Is it that time already? Tonight we throw off the shackles of Daylight Saving Time and turn our clocks back one hour. It’s nice getting that extra hour of sleep, but I never make up for it by going to bed earlier Sunday night. Instead, when it’s 11 0’clock (midnight in DST-speak) I figure it’s still too early, stay up the extra hour and waste my 60-minute gift.
Outside of getting used to a slightly altered biological rhythm, losing DST affects how and when we view the night sky. For instance, if your sky is clear tonight and you face east around 9 p.m., you’ll see the topmost bright star in Orion, Betelgeuse, poking over the eastern horizon. But you’ll have to wait an addition hour for the full constellation to rise.
Tomorrow night, without DST in effect, Orion will be in full view at 9 p.m. Losing daylight time means that 10 p.m. tonight is the same as 9 p.m. tomorrow night. Every November, losing DST gives all the stars in the eastern sky a leg up. They’re a full hour’s worth of time higher up in the sky. What about the western sky constellations? Yes, you guessed it. They all set an hour sooner.

Dataset content
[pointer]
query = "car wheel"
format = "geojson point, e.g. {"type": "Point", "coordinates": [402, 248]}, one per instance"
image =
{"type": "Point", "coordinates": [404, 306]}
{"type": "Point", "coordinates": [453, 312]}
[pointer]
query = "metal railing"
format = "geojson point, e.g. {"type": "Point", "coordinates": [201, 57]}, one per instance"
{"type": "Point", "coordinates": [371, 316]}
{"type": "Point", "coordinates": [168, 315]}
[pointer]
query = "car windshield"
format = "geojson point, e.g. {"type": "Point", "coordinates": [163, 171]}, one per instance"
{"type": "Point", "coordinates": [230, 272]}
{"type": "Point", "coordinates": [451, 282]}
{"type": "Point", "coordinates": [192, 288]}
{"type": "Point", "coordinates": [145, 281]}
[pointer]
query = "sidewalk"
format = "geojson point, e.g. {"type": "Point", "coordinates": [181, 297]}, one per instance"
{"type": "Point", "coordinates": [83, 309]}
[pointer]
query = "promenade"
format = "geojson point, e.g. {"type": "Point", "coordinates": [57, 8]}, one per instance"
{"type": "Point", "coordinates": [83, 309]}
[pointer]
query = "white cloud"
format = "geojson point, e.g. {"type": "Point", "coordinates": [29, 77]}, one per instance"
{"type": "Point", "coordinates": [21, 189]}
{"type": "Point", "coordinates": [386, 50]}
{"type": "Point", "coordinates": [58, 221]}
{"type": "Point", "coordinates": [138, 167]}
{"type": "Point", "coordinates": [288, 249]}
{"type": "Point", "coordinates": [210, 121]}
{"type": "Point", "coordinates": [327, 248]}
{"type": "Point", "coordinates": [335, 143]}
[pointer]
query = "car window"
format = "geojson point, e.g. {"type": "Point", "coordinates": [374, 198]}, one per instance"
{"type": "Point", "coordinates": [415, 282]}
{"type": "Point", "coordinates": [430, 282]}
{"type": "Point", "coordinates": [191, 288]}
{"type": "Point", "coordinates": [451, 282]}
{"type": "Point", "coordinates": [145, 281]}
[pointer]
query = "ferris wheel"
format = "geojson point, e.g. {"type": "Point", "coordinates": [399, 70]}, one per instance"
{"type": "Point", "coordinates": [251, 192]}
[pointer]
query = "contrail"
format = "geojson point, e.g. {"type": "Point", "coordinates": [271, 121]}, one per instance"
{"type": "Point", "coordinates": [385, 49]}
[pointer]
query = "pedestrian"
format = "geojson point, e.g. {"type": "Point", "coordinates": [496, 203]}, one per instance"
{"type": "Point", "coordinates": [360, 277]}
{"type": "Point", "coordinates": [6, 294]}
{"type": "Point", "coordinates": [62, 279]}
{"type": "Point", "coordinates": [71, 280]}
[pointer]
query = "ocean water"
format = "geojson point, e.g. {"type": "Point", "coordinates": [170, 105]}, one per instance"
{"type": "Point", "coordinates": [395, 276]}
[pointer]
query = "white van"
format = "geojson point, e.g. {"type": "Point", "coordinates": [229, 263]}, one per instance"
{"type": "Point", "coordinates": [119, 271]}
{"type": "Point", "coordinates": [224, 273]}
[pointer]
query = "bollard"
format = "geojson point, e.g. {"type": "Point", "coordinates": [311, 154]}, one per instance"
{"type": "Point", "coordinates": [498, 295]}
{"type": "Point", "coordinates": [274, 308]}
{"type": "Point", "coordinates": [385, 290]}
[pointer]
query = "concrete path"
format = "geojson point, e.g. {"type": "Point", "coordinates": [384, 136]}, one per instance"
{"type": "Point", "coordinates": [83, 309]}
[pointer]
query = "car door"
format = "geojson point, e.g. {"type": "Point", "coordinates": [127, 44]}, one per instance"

What you are asked to do
Return the passage from the daylight saving time text word for word, beginning at "Outside of getting" and stopping after "constellation to rise.".

Exercise response
Outside of getting used to a slightly altered biological rhythm, losing DST affects how and when we view the night sky. For instance, if your sky is clear tonight and you face east around 9 p.m., you’ll see the topmost bright star in Orion, Betelgeuse, poking over the eastern horizon. But you’ll have to wait an addition hour for the full constellation to rise.